_List of tasks:_
1. From the Bachelor episode recap, list every name or nickname it gives to one of the women competing for Badgy.
2. Copy all of the records below verbatim, leaving nothing out.

++++ Passage shown ++++

Before leaving, Brit informs the girls she NEVER kisses and tells. Kissing is a private matter okay, it’s not something others should talk about or watch ...

Badgy picks her up on a boat and instructs her to "board his vessel". The editors overlooked this sexually explicit language.

Badgy and Brit end up in the pool for a steamy pash. But DON’T talk about it okay, because she’s not about that.

(Side note: Brit is easily the dullest person alive, so honestly is bound to win)

Later, the girls are ALL invited on a group date because the date-card-name-writer couldn’t differentiate between them.

Also invited are a bunch of sass-filled alpacas. One might think they’d be involved in the activities, but they’ve just been brought in as spectators. PETA, where you at?

The only challenge of importance was Catty Cat and Sunshine smashing a bunch of hearts. The palpable tension between them led to the production intern having to plan this stress-reliever.

Sunshine wins some one-on-one with Badgy, but much like the alpacas, she looks as though she’d rather be anywhere else. She painstakingly takes the time to explain the concept of brunch to Badgy. Unfortunately, it’s “too Melbourne” for him and he is left confused.

Luckily, Brooke heads to his pad with breakfast – finally a meal he understands! Surprise, surprise, not only is she gorgeous and sweet, she even has a sob story AND works with underprivileged children ... honestly can we just crown her the next bachelorette winner already??

She and Badgy frolic about playing sports together (Look! They have sportiness in common!) and then kiss in a meadow (clearly no one told the writing team Twilight already used that one).

The producers worked pretty hard to make us think they would bang but alas as always, this normal and important part of the dating process is consigned to suggestive promos and Kyle and Jackie O interviews. 

They return to the mansion where Oshy calculates that three girls have to leave. Badgy kicks off a couple of 7s whose names he (and we) haven’t learned yet.

The others move one step closer to being cast on Bachelor in Paradise next year.

++++ Excerpted data ++++

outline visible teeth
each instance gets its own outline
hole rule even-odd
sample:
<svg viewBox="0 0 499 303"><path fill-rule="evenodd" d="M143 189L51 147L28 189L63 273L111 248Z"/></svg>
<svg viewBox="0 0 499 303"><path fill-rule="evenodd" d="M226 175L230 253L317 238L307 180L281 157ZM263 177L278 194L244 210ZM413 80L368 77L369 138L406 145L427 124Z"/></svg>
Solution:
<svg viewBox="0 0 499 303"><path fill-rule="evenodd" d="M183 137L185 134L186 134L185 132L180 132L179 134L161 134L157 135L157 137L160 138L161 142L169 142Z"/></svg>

++++

_Task-by-task solutions:_
1. Brit, Catty Cat, Sunshine, Brooke

2.
outline visible teeth
each instance gets its own outline
hole rule even-odd
sample:
<svg viewBox="0 0 499 303"><path fill-rule="evenodd" d="M143 189L51 147L28 189L63 273L111 248Z"/></svg>
<svg viewBox="0 0 499 303"><path fill-rule="evenodd" d="M226 175L230 253L317 238L307 180L281 157ZM263 177L278 194L244 210ZM413 80L368 77L369 138L406 145L427 124Z"/></svg>
Solution:
<svg viewBox="0 0 499 303"><path fill-rule="evenodd" d="M183 137L185 134L186 134L185 132L180 132L179 134L161 134L157 135L157 137L160 138L161 142L169 142Z"/></svg>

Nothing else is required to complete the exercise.